● Exercise goal
Rewrite all the data with every "instance" replaced by "occurrence" and everything else unchanged. Leave the pictures out of your answer.

● Data entries
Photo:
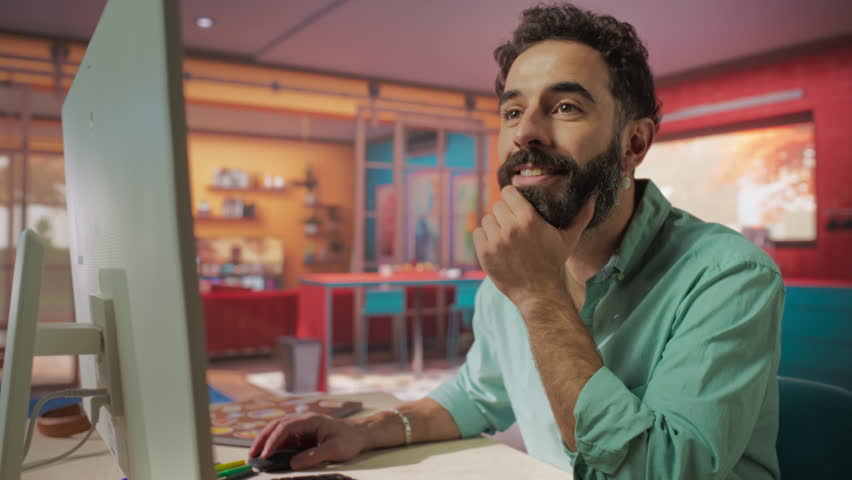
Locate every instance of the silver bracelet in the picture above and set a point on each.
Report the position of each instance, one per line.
(405, 423)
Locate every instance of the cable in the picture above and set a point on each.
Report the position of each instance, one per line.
(101, 398)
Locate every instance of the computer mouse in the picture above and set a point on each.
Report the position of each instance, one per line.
(277, 462)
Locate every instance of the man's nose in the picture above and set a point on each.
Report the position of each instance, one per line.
(532, 132)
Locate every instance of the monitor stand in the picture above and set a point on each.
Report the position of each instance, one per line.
(25, 339)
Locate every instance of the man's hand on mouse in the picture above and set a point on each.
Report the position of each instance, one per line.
(523, 254)
(326, 439)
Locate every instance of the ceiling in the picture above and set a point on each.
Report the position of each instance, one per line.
(449, 43)
(444, 43)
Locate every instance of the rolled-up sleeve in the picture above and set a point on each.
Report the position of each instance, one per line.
(705, 395)
(476, 397)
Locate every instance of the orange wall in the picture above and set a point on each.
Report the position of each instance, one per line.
(278, 215)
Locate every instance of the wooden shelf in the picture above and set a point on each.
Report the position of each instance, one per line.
(225, 219)
(214, 188)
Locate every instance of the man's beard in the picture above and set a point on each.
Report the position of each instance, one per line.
(560, 204)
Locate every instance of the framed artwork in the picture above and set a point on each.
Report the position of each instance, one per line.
(464, 221)
(385, 222)
(759, 181)
(422, 221)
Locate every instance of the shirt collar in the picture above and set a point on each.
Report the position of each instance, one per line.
(650, 213)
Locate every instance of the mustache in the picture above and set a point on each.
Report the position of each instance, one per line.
(540, 159)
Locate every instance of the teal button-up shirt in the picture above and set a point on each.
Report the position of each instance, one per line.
(686, 316)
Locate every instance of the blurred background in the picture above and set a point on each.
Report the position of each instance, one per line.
(339, 136)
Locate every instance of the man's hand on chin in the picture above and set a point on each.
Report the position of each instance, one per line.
(523, 254)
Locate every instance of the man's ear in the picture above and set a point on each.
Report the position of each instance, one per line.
(638, 136)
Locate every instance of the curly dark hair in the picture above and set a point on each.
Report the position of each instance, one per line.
(631, 82)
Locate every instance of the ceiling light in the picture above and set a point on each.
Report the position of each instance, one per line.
(204, 22)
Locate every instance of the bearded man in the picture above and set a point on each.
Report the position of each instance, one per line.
(627, 338)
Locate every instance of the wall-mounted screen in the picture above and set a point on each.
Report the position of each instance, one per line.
(758, 181)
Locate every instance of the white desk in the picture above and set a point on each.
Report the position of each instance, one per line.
(460, 459)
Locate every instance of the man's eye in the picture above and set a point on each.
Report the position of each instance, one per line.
(567, 108)
(511, 114)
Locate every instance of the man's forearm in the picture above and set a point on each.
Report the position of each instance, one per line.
(566, 357)
(429, 421)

● Exercise solution
Photo:
Locate every occurrence of the silver bracelet in the picture above and set a point on each.
Report the position of each occurrence, one per line.
(405, 423)
Locate every occurrence of the cable in the picture above and set a point on each.
Report the position of each occurrence, one per line.
(101, 398)
Locate every occurrence of the computer mouse in the picture above and set a point on each.
Report the position of each occurrence, one per line.
(277, 462)
Locate every occurrence of the man's nose in the picture above and set a point on each.
Report the position of each occurrence, one per line.
(532, 132)
Locate every occurrence of the monitor stand in the picture above and set a point on each.
Report the position of each occurrence, one per line.
(25, 339)
Locate every occurrence of the man's hand on mouse in the picture above and set a point on each.
Report the position of each occurrence, one per line.
(523, 254)
(326, 439)
Locate every occurrence of the ceiling in the picture above and set a point on each.
Report the position of each occurrence, one per line.
(449, 43)
(444, 43)
Locate every occurrence of the rolled-up sleeve in the picture above and set a point on each.
Report the position of each occurrence, one per line.
(705, 395)
(476, 397)
Locate every occurrence of the orange wall in the picture above and set a point on each.
Report the position of each occurrence, one per line.
(278, 215)
Locate every occurrence of the wooden shelf in the picture above and set a point on each.
Report the position of each occurrence, one per line.
(225, 219)
(214, 188)
Locate every occurrence of the man's beard in the picture above and set a point on each.
Report the position of each occurrence, one per line.
(560, 204)
Locate every occurrence of the framed artwork in the picture above and set a point on each.
Report the position of each occurrence, one per line.
(464, 221)
(385, 222)
(759, 181)
(422, 221)
Locate every occurrence of the shirt collar in the picture above and set a point on each.
Report the position of each occurrence, one per line.
(650, 213)
Locate every occurrence of the mustache in the picture above and set a point on each.
Report the position of each occurrence, one per line.
(540, 159)
Locate every occurrence of the teal button-up shirt in the picture above and set a point on each.
Report the position of each occurrence, one per line.
(686, 316)
Locate every occurrence of the blurred background in the picture above and set a point on each.
Report the position of each occurrence, one per line.
(339, 136)
Locate every occurrence of the man's hand on chin in the picture above and set a point on each.
Report the position of each occurrence, one per line.
(523, 254)
Locate every occurrence of the man's ear in the picture above and set a point on each.
Report the position of each occurrence, one per line.
(638, 136)
Locate every occurrence of the curly dark hair in the picture above and set a point on each.
Report the position of each occurrence, one per line.
(631, 82)
Locate every occurrence of the ceiling light in the picture above and set a point on each.
Report the position of each occurrence, one per line.
(204, 22)
Locate every occurrence of the bearded man in the picture above and set a point on each.
Report the position of each occurrence, one per line.
(627, 338)
Locate every occurrence of the wall-mounted screen in the picture above and set a point on each.
Report the position of each occurrence, one per line.
(758, 181)
Locate every occurrence of the white desk in the picture above and set a point on each.
Report the position of each occurrence, one per line.
(460, 459)
Locate every occurrence of the man's eye in the picture above and set a point on each.
Report the position of each occurrence, one per line.
(567, 108)
(511, 114)
Locate every occurrence of the man's forearm in the picture above and set a point on each.
Report the position of each occurrence, one per line.
(566, 357)
(429, 421)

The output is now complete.